WRITTEN INSTRUCTION
Convert the records below into a two-column CSV with the header input,output and one row for each text paired with its answer. Put each text and each answer in a single quoted field, replace line breaks with spaces, and omit the pictures.

RECORDS FOR PROCESSING
## begin

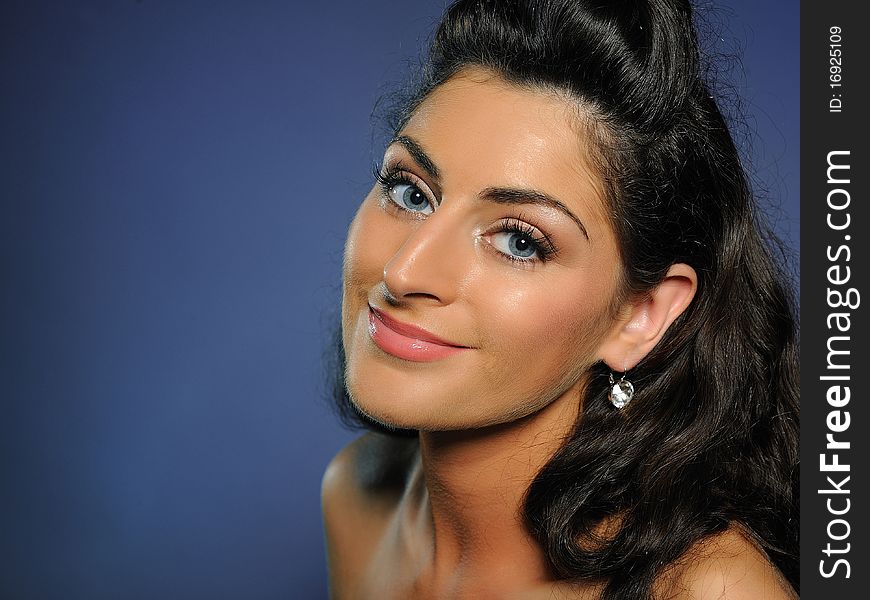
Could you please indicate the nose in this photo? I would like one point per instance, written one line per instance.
(432, 262)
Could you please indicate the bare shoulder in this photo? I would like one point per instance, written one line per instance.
(729, 566)
(361, 489)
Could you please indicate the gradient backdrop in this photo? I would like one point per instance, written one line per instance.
(176, 180)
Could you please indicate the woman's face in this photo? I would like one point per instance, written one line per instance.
(480, 272)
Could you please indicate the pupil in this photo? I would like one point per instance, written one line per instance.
(521, 245)
(414, 197)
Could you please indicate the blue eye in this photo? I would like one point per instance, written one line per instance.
(410, 198)
(516, 244)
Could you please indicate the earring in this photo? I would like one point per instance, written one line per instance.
(621, 391)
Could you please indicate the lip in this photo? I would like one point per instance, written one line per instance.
(406, 341)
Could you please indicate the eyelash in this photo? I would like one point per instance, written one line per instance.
(543, 245)
(389, 177)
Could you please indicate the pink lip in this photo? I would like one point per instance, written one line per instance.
(408, 341)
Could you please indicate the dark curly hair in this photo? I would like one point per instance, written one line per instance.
(710, 439)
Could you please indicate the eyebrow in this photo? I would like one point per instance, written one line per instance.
(499, 195)
(526, 196)
(418, 154)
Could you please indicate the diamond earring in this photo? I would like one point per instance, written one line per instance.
(621, 391)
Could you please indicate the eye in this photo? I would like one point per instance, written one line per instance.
(517, 244)
(409, 197)
(520, 242)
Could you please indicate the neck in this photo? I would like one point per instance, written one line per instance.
(473, 484)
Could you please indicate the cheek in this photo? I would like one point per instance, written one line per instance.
(371, 241)
(550, 330)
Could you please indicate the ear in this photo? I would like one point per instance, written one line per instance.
(647, 319)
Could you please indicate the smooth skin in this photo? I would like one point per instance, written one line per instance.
(492, 233)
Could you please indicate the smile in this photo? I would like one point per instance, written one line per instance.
(406, 341)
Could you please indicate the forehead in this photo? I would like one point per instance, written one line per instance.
(482, 130)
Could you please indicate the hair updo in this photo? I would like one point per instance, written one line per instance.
(710, 439)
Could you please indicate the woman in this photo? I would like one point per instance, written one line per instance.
(564, 325)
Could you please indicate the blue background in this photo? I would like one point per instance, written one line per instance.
(176, 179)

## end

WRITTEN SOLUTION
input,output
"Could you please indicate the nose in this photo? I would like one point per instance, written one line per instance.","(432, 262)"
"Could you please indicate the bare shoulder in this photo? I would like one point per instance, written one line per instance.","(729, 566) (361, 489)"
"Could you please indicate the gradient backdrop in this photo? I would like one point per instance, written one line per instance.","(176, 180)"
"Could you please indicate the woman's face in this photo? I would like one point per instance, written one line per instance.","(480, 272)"
"Could you please indicate the pupil in this photo? I would like one point per instance, written one line per instance.","(521, 245) (414, 197)"
"Could you please indicate the blue eye in this photo? I would like one point per instance, written one line per instance.","(410, 198) (516, 244)"
"Could you please indicate the earring in this photo? I would like one point per instance, written one line per instance.","(621, 391)"
"Could you please indicate the lip in this photo? I would like one point per instance, written one line per instance.","(406, 341)"
"Could you please indicate the eyelash in this photo? I would like one point per instance, written one line per instance.","(543, 245) (389, 177)"
"Could you please indicate the pink lip in this photo? I would like one point per instance, written one line per instance.","(408, 341)"
"Could you please indicate the dark curly hair in this photo? I would like one point per instance, written one line per instance.","(710, 439)"
"Could you please indicate the eyebrow in this photo? I would like one point per instance, written one line per instance.","(499, 195) (526, 196) (418, 154)"
"Could you please indicate the diamond earring in this photo? I would like one point per instance, written one line per instance.","(621, 391)"
"Could you please indicate the eye in this photo? I would like one point per instance, written one line per instance.","(517, 244) (409, 197) (520, 242)"
"Could you please indicate the neck in this photo? I would like one point per instance, written one line per instance.","(473, 484)"
"Could you please indicate the cheek in this photo? I would like one point per instance, written one line per instance.","(371, 241) (550, 330)"
"Could you please indicate the ear in this photo? I would like one point per instance, written one line per instance.","(647, 319)"
"Could you please indicate the smooth skin in this photo? I would like one point per instance, written one line per instance.","(492, 233)"
"Could you please indicate the smile in this photo? I would like one point per instance, written one line per instance.","(406, 341)"
"Could you please indicate the forehead in this photo? I would like one point per instance, written one line per instance.","(482, 130)"
"Could you please indicate the hair updo in this photo? I would like one point per instance, written one line per instance.","(710, 439)"
"Could you please indicate the woman in this photo? I would like one point per instance, written one line per instance.","(564, 325)"
"Could you please indicate the blue background in this photo? I would like one point per instance, written one line per instance.","(176, 179)"